## Task directions
Copy all lines below that use the word "above".

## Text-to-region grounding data
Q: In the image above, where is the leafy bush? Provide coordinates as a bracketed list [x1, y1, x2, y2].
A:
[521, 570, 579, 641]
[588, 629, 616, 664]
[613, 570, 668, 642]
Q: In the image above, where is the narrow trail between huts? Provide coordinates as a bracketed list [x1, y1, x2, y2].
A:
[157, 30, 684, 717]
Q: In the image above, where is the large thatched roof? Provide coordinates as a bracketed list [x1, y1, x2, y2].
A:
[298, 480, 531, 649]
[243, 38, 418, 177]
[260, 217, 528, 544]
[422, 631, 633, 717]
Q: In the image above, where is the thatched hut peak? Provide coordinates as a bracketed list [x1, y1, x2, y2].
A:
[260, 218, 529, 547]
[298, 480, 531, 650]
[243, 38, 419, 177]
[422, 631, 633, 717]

## Your response
Q: In the image above, where is the leafy bush? Provide coordinates as a bracketed list [x1, y1, x2, y2].
Q: In the image above, where is the narrow trail between huts? Provide coordinates as a bracketed list [x1, y1, x2, y2].
Q: In the image above, where is the large thatched roof? Provide coordinates as a bracketed list [x1, y1, x2, y2].
Q: In the image above, where is the thatched hut peak? Provide coordinates as a bracketed list [x1, y1, x2, y2].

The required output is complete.